## TASK DATA
* START *

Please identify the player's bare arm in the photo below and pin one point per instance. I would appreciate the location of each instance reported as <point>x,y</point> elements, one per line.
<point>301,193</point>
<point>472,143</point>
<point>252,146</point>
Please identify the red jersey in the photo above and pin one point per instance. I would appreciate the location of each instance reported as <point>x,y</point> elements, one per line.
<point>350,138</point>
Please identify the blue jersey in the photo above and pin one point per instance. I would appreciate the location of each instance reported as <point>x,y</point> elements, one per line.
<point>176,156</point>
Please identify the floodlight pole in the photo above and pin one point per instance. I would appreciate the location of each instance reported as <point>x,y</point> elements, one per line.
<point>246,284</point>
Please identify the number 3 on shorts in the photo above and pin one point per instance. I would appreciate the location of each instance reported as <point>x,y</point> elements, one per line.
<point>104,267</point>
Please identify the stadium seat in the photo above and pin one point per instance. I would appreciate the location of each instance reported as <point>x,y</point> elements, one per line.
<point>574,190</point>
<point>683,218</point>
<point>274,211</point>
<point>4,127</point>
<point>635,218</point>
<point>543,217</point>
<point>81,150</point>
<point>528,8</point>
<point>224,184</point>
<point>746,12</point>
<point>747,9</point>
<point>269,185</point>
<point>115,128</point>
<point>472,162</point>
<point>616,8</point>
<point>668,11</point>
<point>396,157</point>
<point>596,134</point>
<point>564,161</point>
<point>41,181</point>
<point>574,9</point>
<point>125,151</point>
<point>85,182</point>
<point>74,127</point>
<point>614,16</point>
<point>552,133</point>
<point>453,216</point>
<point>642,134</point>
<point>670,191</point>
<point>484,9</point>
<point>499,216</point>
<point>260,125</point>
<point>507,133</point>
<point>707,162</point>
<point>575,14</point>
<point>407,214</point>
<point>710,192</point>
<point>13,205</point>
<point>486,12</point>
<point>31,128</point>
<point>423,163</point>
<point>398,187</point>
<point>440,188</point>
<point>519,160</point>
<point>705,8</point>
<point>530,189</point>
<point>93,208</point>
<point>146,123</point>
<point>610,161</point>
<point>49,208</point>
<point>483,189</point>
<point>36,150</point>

* END *

## GIVEN REQUEST
Exactly reproduce the lines from the one containing "Please identify the blue" through the end of the records, and only those lines.

## EXERCISE ANSWER
Please identify the blue jersey in the photo above and pin one point per instance. I would appreciate the location of each instance reported as <point>x,y</point> elements, one per line.
<point>176,156</point>
Please identify the floodlight pole in the photo above and pin one point per instance. I would appreciate the location of each instance reported as <point>x,y</point> elements, one per line.
<point>246,284</point>
Please identify the number 3 on shorts in the photo above and pin one point per instance. I would appreciate the location of each instance reported as <point>x,y</point> elements, one per line.
<point>104,267</point>
Please identify the stadium seat in the photo above and pin one point per instance. I would appreciate the location of each instance reported as <point>x,y</point> elements, one per line.
<point>574,190</point>
<point>683,218</point>
<point>274,211</point>
<point>4,127</point>
<point>635,218</point>
<point>543,217</point>
<point>81,150</point>
<point>528,8</point>
<point>224,184</point>
<point>746,12</point>
<point>747,9</point>
<point>269,185</point>
<point>115,128</point>
<point>472,162</point>
<point>616,8</point>
<point>668,11</point>
<point>396,157</point>
<point>596,134</point>
<point>564,161</point>
<point>41,181</point>
<point>574,9</point>
<point>125,151</point>
<point>85,182</point>
<point>74,127</point>
<point>614,16</point>
<point>552,133</point>
<point>453,216</point>
<point>642,134</point>
<point>670,191</point>
<point>484,9</point>
<point>499,216</point>
<point>260,125</point>
<point>507,133</point>
<point>707,162</point>
<point>575,14</point>
<point>407,214</point>
<point>710,192</point>
<point>13,205</point>
<point>486,12</point>
<point>31,128</point>
<point>423,163</point>
<point>398,187</point>
<point>440,188</point>
<point>519,160</point>
<point>705,8</point>
<point>530,189</point>
<point>93,208</point>
<point>146,123</point>
<point>610,161</point>
<point>49,208</point>
<point>483,189</point>
<point>36,150</point>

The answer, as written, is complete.